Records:
● ● ● ● ● ● ●
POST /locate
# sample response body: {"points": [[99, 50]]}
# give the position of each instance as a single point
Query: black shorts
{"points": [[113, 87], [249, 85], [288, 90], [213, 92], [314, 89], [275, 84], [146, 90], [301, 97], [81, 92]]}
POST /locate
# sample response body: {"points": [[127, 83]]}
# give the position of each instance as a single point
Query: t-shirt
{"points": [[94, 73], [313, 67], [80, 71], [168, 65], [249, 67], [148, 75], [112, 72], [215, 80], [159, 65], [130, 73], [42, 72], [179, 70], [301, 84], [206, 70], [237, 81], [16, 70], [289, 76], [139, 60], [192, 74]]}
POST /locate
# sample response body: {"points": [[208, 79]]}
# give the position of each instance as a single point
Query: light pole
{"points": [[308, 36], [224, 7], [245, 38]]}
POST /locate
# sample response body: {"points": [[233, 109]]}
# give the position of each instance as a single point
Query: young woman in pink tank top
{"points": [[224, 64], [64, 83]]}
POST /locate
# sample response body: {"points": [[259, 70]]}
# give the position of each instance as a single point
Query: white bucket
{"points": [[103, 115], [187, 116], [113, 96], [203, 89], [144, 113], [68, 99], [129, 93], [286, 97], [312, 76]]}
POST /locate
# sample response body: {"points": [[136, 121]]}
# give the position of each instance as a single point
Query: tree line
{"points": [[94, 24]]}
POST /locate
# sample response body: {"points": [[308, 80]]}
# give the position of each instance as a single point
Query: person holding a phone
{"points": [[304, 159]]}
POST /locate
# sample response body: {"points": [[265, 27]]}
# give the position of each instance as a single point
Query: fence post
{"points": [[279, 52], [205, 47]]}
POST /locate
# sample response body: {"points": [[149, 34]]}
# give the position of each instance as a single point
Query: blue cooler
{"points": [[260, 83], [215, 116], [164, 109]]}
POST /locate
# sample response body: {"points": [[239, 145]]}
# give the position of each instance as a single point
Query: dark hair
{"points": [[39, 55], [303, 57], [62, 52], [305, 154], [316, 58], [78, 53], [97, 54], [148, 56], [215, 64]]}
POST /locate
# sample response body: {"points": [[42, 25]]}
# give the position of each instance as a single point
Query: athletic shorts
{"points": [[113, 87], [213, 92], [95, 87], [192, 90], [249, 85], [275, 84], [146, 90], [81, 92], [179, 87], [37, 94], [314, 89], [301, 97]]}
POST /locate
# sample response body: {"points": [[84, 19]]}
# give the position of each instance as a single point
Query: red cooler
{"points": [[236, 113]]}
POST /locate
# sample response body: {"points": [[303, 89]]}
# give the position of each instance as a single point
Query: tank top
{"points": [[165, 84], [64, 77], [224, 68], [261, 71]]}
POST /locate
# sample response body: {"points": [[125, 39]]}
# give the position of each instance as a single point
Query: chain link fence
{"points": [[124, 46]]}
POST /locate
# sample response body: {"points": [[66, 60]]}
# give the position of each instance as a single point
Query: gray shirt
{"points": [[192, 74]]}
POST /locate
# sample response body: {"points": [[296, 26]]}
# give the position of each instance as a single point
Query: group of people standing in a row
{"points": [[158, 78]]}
● ● ● ● ● ● ●
▶ [STATED TASK]: Repeat the records above exactly as they appear.

▶ [SOLVED EXERCISE]:
POST /locate
# sample response body: {"points": [[99, 50]]}
# give the position of each instance as a single point
Query: black shorts
{"points": [[113, 87], [249, 85], [288, 90], [213, 92], [314, 89], [275, 84], [146, 90], [301, 97], [81, 92]]}
POST /locate
# sample response body: {"points": [[127, 83]]}
# give the position of each instance as a single point
Query: t-shirt
{"points": [[94, 73], [313, 67], [80, 71], [168, 65], [249, 67], [148, 75], [112, 72], [215, 80], [159, 65], [130, 73], [42, 72], [179, 70], [301, 84], [206, 70], [237, 81], [16, 70], [289, 76], [139, 60], [192, 74]]}
POST /locate
# sample response body: {"points": [[208, 79]]}
# give the position of each instance as a single point
Query: light pole
{"points": [[308, 36], [224, 7], [245, 38]]}
POST /locate
# sample response body: {"points": [[233, 109]]}
# give the position of each instance as a single point
Query: young woman in pink tank top
{"points": [[224, 64], [64, 83]]}
POST /locate
# sample response body: {"points": [[259, 70]]}
# give the position of each instance as a single point
Query: white bucket
{"points": [[103, 115], [187, 116], [113, 96], [203, 89], [144, 113], [68, 99], [129, 93], [286, 97], [312, 76]]}
POST /locate
# sample response body: {"points": [[136, 121]]}
# give the position of each instance as a single point
Query: tree line
{"points": [[94, 24]]}
POST /locate
# sample response body: {"points": [[308, 80]]}
# give the position of each instance as a single point
Query: person holding a phone
{"points": [[304, 159]]}
POST /locate
# sample response body: {"points": [[265, 27]]}
# give the position of each instance as a single point
Query: fence post
{"points": [[279, 52], [205, 47]]}
POST /locate
# sample response body: {"points": [[149, 34]]}
# give the position of each instance as a single point
Query: blue cooler
{"points": [[260, 83], [215, 116], [164, 109]]}
POST /locate
# sample response body: {"points": [[239, 145]]}
# give the position of each instance as a single point
Query: dark hair
{"points": [[39, 55], [303, 57], [62, 52], [305, 154], [316, 58], [78, 53], [97, 54], [148, 56], [215, 64]]}
POST /locate
# sample response body: {"points": [[42, 25]]}
# give the position of each instance as a single point
Query: athletic shorts
{"points": [[113, 87], [213, 92], [95, 87], [192, 90], [249, 85], [275, 84], [146, 90], [81, 92], [179, 87], [37, 94], [314, 89], [301, 97]]}
POST /locate
# sample response body: {"points": [[84, 19]]}
# give the position of each instance as a single point
Query: red cooler
{"points": [[236, 113]]}
POST /locate
# sample response body: {"points": [[303, 89]]}
# give the position of each instance as a single point
Query: tank top
{"points": [[165, 84], [64, 77], [224, 68], [261, 71]]}
POST /locate
# sample response body: {"points": [[125, 39]]}
# give the position of each instance as a single point
Query: chain link fence
{"points": [[124, 46]]}
POST /locate
# sample response body: {"points": [[66, 60]]}
# give the position of each instance as a single point
Query: gray shirt
{"points": [[192, 74]]}
POST /locate
# sample response body: {"points": [[296, 26]]}
# give the position of each instance as a single point
Query: group of people standing in a row
{"points": [[158, 78]]}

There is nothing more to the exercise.